Mr Bruton also noted that negotiations on the Anglo promissory note were taking place, and the troika were working on a paper as to how that might be achieved.
Euro leaders have hailed the debt exchange as a central element in their efforts to contain the sovereign debt crisis and get Greece's economy back on track. IMF managing director Christine Lagarde said yesterday that the crisis, had it remained unchecked, could have done more damage to the global economy than the financial market collapse of 2008.
The debt swap and second rescue package may not cure Greece's long-term debt woes, said Charles Wyplosz, director of the Geneva-based International Centre for Money and Banking Studies.
The debt swap aims to reduce Greece's debt burden by more than €100 billion and lower debt to 120.5 per cent of gross domestic product by 2020.
"We still don't have a solution for Greece, so there will be a harder default to come," Mr Wyplosz said. "Greece can't grow with this kind of debt so something more has to give."

What you will do>
Reproduce the passage of the text on the Greek debt swap between "Euro leaders have" and "product by 2020.", inclusive. The lines that follow have no connection to the text on the Greek debt swap.

Available data>
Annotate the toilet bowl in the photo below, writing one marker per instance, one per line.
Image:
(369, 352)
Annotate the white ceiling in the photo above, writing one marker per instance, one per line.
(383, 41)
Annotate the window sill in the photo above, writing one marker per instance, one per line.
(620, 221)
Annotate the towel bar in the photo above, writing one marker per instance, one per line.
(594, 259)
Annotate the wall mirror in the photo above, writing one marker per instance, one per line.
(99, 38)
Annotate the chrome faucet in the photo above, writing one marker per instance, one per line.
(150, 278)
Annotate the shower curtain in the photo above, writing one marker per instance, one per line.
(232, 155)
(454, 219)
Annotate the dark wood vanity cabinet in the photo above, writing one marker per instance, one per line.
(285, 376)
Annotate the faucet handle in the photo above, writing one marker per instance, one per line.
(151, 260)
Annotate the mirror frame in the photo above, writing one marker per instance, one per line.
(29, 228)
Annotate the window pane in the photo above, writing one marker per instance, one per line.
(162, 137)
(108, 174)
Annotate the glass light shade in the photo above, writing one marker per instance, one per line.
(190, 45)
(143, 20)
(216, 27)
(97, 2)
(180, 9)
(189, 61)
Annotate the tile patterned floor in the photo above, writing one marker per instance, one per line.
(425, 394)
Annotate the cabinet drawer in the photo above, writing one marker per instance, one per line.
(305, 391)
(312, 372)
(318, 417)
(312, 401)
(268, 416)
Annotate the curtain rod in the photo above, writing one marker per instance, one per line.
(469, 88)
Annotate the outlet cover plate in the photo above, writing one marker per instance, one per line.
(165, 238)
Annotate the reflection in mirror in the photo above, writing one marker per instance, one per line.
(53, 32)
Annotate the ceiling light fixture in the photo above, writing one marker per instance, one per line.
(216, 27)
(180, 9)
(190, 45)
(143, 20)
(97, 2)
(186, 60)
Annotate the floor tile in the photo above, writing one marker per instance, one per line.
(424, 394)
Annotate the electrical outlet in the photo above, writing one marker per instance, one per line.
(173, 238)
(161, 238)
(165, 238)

Solution for this exercise>
Euro leaders have hailed the debt exchange as a central element in their efforts to contain the sovereign debt crisis and get Greece's economy back on track. IMF managing director Christine Lagarde said yesterday that the crisis, had it remained unchecked, could have done more damage to the global economy than the financial market collapse of 2008.
The debt swap and second rescue package may not cure Greece's long-term debt woes, said Charles Wyplosz, director of the Geneva-based International Centre for Money and Banking Studies.
The debt swap aims to reduce Greece's debt burden by more than €100 billion and lower debt to 120.5 per cent of gross domestic product by 2020.